Prompt -> Nothing but the lines from the one that contains "Locate the grass" through the end of the listing should appear, set down exactly.

** begin Dataset records **

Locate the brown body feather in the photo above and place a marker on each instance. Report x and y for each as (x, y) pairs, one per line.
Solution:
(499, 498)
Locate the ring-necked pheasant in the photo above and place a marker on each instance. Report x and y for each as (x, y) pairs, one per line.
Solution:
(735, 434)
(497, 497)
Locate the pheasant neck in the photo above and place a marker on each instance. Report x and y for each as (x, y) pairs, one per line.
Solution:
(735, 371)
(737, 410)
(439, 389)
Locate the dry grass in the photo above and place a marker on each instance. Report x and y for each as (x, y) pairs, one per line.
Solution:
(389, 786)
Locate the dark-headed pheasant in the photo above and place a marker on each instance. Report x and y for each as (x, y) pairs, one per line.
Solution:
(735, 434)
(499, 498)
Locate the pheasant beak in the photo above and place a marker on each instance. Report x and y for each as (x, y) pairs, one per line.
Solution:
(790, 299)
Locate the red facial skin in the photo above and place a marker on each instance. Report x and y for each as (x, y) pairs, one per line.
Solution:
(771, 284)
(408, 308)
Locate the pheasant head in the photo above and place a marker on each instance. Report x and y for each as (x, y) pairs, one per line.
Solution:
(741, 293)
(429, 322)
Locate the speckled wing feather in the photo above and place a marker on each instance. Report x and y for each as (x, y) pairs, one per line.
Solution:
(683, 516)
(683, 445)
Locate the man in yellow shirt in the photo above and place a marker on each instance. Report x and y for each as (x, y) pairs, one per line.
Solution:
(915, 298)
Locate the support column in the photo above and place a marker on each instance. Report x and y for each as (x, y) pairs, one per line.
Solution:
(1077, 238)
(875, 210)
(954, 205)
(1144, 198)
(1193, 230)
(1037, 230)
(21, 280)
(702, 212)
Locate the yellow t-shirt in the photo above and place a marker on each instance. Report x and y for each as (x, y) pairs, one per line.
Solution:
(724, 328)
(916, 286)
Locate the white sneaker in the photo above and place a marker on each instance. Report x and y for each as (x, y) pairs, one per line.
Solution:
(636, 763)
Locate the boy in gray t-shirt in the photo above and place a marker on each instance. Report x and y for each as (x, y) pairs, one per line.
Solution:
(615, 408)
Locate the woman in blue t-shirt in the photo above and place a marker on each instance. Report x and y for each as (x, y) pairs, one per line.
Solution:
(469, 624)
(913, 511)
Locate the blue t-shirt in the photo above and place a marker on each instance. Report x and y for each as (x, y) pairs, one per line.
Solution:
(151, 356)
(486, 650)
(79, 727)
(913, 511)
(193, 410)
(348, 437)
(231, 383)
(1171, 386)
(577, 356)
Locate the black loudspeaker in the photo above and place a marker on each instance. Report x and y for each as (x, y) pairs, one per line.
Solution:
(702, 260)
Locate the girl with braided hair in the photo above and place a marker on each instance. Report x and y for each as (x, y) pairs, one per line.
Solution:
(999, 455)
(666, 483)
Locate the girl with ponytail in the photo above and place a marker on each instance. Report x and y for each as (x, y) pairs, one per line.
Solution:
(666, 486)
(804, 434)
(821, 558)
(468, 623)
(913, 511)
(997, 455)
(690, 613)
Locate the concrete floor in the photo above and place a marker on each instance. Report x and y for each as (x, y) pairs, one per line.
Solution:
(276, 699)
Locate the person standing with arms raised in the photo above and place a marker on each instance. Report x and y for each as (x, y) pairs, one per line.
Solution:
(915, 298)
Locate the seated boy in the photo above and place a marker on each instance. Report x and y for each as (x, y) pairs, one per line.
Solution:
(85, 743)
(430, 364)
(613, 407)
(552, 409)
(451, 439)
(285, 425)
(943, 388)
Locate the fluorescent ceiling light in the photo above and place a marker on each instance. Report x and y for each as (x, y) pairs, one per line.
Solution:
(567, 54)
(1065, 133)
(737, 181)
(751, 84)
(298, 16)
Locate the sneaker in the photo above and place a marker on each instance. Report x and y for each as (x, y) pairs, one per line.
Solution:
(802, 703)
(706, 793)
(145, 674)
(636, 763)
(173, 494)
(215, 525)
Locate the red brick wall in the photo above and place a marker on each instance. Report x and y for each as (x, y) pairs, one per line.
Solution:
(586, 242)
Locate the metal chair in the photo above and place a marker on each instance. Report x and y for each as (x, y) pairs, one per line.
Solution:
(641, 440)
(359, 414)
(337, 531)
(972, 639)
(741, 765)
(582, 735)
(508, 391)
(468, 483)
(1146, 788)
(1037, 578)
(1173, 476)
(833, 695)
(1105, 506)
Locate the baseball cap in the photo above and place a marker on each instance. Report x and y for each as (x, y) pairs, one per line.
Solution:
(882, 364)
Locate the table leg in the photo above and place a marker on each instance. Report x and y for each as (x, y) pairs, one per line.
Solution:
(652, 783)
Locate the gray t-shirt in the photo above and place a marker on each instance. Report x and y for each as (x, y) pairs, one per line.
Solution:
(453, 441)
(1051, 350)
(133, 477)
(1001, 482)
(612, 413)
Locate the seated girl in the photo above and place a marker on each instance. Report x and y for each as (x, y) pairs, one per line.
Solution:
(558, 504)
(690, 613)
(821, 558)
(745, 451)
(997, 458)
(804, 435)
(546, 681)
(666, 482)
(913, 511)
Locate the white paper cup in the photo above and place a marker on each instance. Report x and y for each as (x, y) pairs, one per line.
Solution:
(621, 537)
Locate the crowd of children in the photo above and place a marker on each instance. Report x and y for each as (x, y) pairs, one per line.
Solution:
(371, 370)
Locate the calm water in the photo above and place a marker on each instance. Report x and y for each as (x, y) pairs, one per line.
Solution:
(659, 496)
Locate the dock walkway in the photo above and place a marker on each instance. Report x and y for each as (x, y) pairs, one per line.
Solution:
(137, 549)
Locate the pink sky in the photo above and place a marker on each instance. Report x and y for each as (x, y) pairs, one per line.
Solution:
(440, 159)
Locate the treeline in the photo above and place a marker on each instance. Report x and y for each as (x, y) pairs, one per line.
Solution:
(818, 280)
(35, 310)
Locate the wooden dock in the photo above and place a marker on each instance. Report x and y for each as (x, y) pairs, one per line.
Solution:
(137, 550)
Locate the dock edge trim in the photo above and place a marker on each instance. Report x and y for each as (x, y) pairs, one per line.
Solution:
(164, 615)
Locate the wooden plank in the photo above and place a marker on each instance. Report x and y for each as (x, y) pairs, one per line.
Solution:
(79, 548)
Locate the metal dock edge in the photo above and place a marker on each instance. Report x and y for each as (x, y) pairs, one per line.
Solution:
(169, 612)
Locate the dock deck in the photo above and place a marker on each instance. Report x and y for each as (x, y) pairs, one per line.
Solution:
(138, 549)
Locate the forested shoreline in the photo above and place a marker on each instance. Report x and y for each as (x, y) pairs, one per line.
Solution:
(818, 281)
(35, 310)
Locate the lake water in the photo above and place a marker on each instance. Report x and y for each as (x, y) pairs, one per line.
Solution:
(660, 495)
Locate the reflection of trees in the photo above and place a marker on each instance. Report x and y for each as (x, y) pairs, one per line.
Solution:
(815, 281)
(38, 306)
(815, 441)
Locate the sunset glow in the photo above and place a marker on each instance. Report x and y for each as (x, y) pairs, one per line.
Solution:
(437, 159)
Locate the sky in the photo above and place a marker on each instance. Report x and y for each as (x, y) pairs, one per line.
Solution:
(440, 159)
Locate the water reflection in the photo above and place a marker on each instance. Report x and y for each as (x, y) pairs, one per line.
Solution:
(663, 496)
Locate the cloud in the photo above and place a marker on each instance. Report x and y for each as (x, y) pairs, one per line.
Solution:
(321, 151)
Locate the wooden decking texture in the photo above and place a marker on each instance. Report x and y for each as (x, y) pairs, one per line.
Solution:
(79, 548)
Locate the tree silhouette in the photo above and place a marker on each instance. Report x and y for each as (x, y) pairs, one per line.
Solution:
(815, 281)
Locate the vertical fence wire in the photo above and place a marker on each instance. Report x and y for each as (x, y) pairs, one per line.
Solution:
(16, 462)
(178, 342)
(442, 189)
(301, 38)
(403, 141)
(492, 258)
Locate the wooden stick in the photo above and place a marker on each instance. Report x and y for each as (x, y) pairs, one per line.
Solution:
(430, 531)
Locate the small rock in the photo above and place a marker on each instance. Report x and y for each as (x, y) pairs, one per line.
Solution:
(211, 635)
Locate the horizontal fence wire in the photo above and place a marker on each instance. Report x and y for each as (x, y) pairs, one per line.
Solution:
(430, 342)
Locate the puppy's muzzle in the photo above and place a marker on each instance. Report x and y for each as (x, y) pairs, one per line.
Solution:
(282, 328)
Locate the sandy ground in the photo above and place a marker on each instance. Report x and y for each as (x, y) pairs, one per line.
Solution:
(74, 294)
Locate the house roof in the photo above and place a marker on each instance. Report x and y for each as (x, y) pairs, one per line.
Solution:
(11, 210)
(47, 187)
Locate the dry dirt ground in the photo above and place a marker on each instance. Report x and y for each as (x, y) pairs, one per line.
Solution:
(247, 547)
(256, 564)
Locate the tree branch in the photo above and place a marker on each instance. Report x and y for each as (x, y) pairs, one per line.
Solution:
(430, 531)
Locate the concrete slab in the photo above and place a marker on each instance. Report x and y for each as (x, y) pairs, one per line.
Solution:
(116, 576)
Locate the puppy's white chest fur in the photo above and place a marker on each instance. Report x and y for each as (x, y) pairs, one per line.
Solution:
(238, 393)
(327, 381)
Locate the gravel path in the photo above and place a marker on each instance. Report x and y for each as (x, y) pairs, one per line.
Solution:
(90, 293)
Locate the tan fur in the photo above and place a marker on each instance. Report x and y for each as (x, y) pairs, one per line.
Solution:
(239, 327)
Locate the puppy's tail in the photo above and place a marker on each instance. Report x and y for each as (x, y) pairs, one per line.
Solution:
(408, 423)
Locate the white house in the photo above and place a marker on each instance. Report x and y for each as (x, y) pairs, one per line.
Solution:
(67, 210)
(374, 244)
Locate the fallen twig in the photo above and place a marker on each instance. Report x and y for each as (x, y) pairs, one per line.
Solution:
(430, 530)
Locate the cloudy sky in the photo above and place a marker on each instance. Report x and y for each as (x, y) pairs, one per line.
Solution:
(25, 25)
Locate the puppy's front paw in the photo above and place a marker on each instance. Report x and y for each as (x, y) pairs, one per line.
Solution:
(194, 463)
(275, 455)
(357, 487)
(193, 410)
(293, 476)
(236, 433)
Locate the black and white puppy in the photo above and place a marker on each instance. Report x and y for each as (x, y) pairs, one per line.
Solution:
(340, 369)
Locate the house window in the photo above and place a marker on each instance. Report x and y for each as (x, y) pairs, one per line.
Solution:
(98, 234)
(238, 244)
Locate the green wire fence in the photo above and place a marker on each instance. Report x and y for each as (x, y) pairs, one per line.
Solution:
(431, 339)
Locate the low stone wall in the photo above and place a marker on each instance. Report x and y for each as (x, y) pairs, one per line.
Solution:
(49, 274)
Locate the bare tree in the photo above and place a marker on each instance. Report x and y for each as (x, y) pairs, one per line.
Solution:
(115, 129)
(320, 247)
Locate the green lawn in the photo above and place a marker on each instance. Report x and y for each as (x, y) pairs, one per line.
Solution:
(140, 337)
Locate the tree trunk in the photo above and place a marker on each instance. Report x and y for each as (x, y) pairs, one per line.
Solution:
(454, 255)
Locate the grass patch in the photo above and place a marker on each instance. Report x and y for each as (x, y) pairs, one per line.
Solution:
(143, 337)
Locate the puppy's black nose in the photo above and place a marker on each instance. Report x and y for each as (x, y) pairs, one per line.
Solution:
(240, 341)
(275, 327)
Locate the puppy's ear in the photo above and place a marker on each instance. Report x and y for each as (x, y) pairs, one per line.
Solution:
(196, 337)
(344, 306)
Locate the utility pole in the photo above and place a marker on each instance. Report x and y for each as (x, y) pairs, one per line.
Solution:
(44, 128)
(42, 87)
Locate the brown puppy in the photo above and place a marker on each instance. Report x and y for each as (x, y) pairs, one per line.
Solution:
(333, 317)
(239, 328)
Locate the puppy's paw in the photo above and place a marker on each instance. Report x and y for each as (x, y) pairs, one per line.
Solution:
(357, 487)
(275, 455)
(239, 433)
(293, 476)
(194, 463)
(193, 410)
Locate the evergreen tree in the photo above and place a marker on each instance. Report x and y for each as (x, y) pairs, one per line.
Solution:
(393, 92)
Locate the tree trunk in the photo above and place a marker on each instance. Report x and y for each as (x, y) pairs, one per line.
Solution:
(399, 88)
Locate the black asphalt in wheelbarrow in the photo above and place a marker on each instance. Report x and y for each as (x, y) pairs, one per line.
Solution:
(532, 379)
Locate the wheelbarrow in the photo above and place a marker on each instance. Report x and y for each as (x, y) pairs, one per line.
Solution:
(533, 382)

** end Dataset records **

Result of the exercise ->
Locate the grass patch in the photo above and place a marker on each instance. Report x and y for each as (x, y) pairs, one per line.
Solution:
(143, 337)
Locate the puppy's black nose in the photo above and place a marker on each instance. Report x and y for each as (x, y) pairs, one per line.
Solution:
(240, 341)
(275, 327)
Locate the puppy's ear in the photo above and place a marker on each instance. Report x and y for each as (x, y) pairs, one per line.
Solution:
(196, 337)
(344, 306)
Locate the utility pole in the photo above and place a marker on each instance. Report x and y for each as (x, y) pairs, one per line.
Solution:
(44, 128)
(42, 87)
Locate the brown puppy in the photo above and place a marker on each instance. Report x and y for each as (x, y) pairs, one per line.
Solution:
(333, 317)
(239, 328)
Locate the puppy's paw in the photo above and place a marker on each instance. Report x and y for each as (x, y) pairs, one per line.
Solution:
(357, 487)
(275, 455)
(239, 433)
(293, 476)
(194, 463)
(193, 410)
Locate the evergreen tree in the photo above and place a marker on each instance. Report x and y for each as (x, y) pairs, one per line.
Solution:
(393, 92)
Locate the tree trunk in the photo above and place a marker on each instance. Report x and y for each as (x, y) pairs, one per line.
Solution:
(399, 88)
Locate the black asphalt in wheelbarrow in the photo above and place a marker on each instance. Report x and y for each as (x, y) pairs, one per line.
Solution:
(532, 379)
Locate the wheelbarrow in the photo above and place a marker on each instance. Report x and y for each as (x, y) pairs, one per line.
Solution:
(533, 382)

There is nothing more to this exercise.